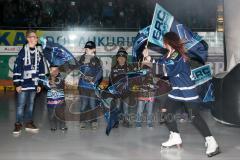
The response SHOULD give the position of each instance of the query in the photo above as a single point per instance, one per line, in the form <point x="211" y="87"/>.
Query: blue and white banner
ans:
<point x="161" y="23"/>
<point x="190" y="39"/>
<point x="201" y="74"/>
<point x="164" y="22"/>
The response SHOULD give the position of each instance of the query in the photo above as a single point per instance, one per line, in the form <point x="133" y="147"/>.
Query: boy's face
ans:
<point x="32" y="39"/>
<point x="121" y="60"/>
<point x="90" y="51"/>
<point x="54" y="71"/>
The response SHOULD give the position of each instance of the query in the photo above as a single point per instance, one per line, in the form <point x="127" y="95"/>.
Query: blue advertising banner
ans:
<point x="161" y="24"/>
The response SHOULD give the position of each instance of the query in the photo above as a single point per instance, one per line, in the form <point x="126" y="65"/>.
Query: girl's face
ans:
<point x="167" y="46"/>
<point x="145" y="52"/>
<point x="54" y="71"/>
<point x="121" y="60"/>
<point x="32" y="39"/>
<point x="89" y="51"/>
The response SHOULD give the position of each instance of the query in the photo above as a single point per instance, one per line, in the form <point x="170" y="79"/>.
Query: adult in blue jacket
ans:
<point x="27" y="74"/>
<point x="183" y="93"/>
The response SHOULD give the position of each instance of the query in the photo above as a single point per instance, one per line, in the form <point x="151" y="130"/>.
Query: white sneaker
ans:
<point x="212" y="146"/>
<point x="174" y="140"/>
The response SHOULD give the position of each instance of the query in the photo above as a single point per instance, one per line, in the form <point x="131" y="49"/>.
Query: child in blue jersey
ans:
<point x="56" y="100"/>
<point x="183" y="93"/>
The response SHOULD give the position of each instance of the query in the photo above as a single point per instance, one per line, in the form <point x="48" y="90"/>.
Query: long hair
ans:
<point x="172" y="39"/>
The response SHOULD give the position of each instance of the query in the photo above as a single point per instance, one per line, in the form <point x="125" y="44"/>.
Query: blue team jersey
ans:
<point x="179" y="72"/>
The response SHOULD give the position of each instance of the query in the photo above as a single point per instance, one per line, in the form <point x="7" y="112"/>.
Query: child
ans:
<point x="146" y="91"/>
<point x="118" y="72"/>
<point x="91" y="69"/>
<point x="56" y="100"/>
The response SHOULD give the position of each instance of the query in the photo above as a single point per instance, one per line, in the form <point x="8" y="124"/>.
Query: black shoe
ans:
<point x="17" y="129"/>
<point x="116" y="124"/>
<point x="126" y="123"/>
<point x="64" y="129"/>
<point x="30" y="127"/>
<point x="53" y="129"/>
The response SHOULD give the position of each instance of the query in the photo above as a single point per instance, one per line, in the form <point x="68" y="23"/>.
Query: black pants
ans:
<point x="193" y="110"/>
<point x="88" y="105"/>
<point x="56" y="117"/>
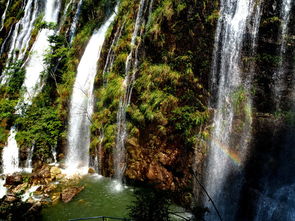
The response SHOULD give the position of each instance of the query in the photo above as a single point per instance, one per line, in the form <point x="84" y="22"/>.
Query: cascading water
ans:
<point x="10" y="155"/>
<point x="131" y="66"/>
<point x="32" y="83"/>
<point x="75" y="20"/>
<point x="3" y="189"/>
<point x="4" y="15"/>
<point x="21" y="36"/>
<point x="28" y="165"/>
<point x="111" y="56"/>
<point x="81" y="109"/>
<point x="228" y="151"/>
<point x="279" y="76"/>
<point x="276" y="200"/>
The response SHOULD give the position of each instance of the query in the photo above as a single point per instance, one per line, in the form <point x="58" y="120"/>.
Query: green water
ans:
<point x="99" y="198"/>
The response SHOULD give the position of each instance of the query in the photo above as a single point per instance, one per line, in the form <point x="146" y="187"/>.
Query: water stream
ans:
<point x="21" y="36"/>
<point x="81" y="109"/>
<point x="4" y="15"/>
<point x="279" y="76"/>
<point x="32" y="83"/>
<point x="75" y="21"/>
<point x="131" y="67"/>
<point x="228" y="152"/>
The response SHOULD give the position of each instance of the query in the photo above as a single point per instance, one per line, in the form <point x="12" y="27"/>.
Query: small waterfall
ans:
<point x="75" y="20"/>
<point x="34" y="67"/>
<point x="81" y="109"/>
<point x="10" y="155"/>
<point x="28" y="164"/>
<point x="3" y="189"/>
<point x="21" y="36"/>
<point x="130" y="72"/>
<point x="4" y="15"/>
<point x="111" y="56"/>
<point x="280" y="85"/>
<point x="232" y="119"/>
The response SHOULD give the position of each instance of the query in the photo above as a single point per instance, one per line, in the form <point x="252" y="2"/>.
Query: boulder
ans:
<point x="69" y="193"/>
<point x="55" y="171"/>
<point x="55" y="198"/>
<point x="20" y="188"/>
<point x="160" y="176"/>
<point x="91" y="170"/>
<point x="14" y="180"/>
<point x="11" y="198"/>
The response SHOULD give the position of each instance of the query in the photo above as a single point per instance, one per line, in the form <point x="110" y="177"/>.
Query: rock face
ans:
<point x="14" y="179"/>
<point x="13" y="209"/>
<point x="69" y="193"/>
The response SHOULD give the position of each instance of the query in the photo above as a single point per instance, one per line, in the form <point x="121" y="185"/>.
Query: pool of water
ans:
<point x="101" y="197"/>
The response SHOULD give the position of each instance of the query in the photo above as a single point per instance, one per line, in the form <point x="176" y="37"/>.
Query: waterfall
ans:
<point x="276" y="202"/>
<point x="111" y="56"/>
<point x="10" y="155"/>
<point x="4" y="15"/>
<point x="81" y="107"/>
<point x="3" y="189"/>
<point x="21" y="36"/>
<point x="32" y="83"/>
<point x="75" y="21"/>
<point x="279" y="75"/>
<point x="29" y="160"/>
<point x="233" y="112"/>
<point x="131" y="66"/>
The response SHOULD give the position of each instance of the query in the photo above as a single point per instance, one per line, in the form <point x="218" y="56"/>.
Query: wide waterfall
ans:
<point x="228" y="152"/>
<point x="21" y="36"/>
<point x="81" y="109"/>
<point x="131" y="66"/>
<point x="34" y="67"/>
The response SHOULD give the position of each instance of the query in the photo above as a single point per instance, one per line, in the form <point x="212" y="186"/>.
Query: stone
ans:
<point x="160" y="176"/>
<point x="14" y="180"/>
<point x="91" y="170"/>
<point x="11" y="198"/>
<point x="49" y="188"/>
<point x="69" y="193"/>
<point x="20" y="188"/>
<point x="55" y="198"/>
<point x="60" y="176"/>
<point x="54" y="171"/>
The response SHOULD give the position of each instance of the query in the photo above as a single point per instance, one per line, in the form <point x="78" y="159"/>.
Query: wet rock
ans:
<point x="20" y="188"/>
<point x="11" y="198"/>
<point x="69" y="193"/>
<point x="60" y="176"/>
<point x="14" y="180"/>
<point x="160" y="176"/>
<point x="168" y="157"/>
<point x="54" y="171"/>
<point x="51" y="187"/>
<point x="55" y="197"/>
<point x="91" y="170"/>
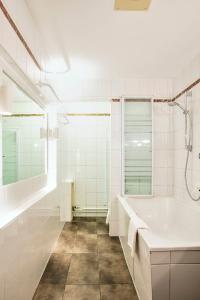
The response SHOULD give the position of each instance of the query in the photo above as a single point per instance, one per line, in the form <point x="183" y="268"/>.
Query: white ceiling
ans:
<point x="102" y="43"/>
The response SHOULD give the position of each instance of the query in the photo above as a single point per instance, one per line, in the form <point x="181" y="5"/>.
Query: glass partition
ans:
<point x="137" y="140"/>
<point x="23" y="142"/>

□ □ □ □

▶ **PROBLEM DETAILS**
Only a number is needed: how many lines of the material above contain "face"?

▶ **RESPONSE BOX**
3